▸ **SET TASK**
In the lines from the start through the line containing "[[444, 157], [207, 94], [276, 109]]", change "white rein" to "leather rein" and return only that stretch, with nothing else altered.

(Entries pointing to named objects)
┌──

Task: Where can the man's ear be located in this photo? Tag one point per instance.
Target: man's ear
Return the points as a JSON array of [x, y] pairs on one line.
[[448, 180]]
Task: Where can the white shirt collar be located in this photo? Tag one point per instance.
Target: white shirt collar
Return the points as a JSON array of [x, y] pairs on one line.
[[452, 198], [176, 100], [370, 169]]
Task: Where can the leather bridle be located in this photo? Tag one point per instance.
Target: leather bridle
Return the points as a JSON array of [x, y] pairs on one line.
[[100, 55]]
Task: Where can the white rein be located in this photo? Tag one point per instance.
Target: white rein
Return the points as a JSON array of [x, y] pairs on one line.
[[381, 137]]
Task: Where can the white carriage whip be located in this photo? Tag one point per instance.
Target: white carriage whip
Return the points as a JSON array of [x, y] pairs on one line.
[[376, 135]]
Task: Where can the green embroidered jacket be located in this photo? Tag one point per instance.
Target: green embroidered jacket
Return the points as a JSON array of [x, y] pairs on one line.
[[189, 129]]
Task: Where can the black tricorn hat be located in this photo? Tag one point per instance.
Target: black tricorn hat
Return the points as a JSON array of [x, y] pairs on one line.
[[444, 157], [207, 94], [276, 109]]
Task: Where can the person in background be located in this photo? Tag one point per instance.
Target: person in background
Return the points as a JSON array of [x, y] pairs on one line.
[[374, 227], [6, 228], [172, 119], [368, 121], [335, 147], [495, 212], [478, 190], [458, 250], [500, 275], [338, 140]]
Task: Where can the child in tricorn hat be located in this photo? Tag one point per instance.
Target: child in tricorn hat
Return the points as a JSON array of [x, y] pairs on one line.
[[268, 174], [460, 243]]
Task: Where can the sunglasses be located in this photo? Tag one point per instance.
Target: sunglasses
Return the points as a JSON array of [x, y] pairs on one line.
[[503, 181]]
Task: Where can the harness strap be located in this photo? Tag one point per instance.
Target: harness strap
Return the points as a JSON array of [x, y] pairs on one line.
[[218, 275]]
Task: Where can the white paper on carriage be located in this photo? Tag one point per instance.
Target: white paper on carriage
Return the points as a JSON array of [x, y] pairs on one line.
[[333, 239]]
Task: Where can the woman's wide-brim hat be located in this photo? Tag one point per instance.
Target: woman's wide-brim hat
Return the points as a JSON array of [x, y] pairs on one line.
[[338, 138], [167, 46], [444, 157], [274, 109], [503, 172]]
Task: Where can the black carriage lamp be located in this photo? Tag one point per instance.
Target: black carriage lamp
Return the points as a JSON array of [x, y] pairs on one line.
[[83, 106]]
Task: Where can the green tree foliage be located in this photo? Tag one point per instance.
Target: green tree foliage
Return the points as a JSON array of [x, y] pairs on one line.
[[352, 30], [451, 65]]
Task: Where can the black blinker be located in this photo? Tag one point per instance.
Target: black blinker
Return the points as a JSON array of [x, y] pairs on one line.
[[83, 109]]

└──

▸ **SOLUTION FOR THIS PROBLEM**
Task: Where can the man's ear be located in this photo? Tag one point per instance.
Target: man's ear
Return the points as a JSON array of [x, y] pairs on one line.
[[448, 180]]
Task: Where can the white shirt collar be located in this photo? Tag one point per instance.
Target: white shirt collar
Return the points as a JSON array of [x, y] pairs on one line.
[[452, 198], [176, 100], [370, 169]]
Task: Where can the leather bridle be located in this photo? Tag one point per instance.
Target: leather bridle
Return the points as a JSON array of [x, y] pairs on one line.
[[100, 55]]
Task: Where can the leather rein be located in this photo? Tag one point per instance.
Target: leather rein
Return the points as a JSON array of [x, y] pairs on one line.
[[381, 137]]
Task: Where can the white carriage whip be located in this photo? Tag one point per instance.
Target: white carriage whip
Return the points as a JSON array of [x, y] pairs on one line.
[[376, 135]]
Task: Where can the green embroidered jacket be located in this photo? Tag one point per instance.
Target: green embroidered jacket
Return the points as a JSON array of [x, y] pairs on one line.
[[189, 129]]
Task: Where can the black tricorn hat be located in this photo? Tag one point per instance.
Target: black tricorn hat
Return the points as a JSON array of [x, y] pairs on one line.
[[444, 157], [207, 94], [276, 109]]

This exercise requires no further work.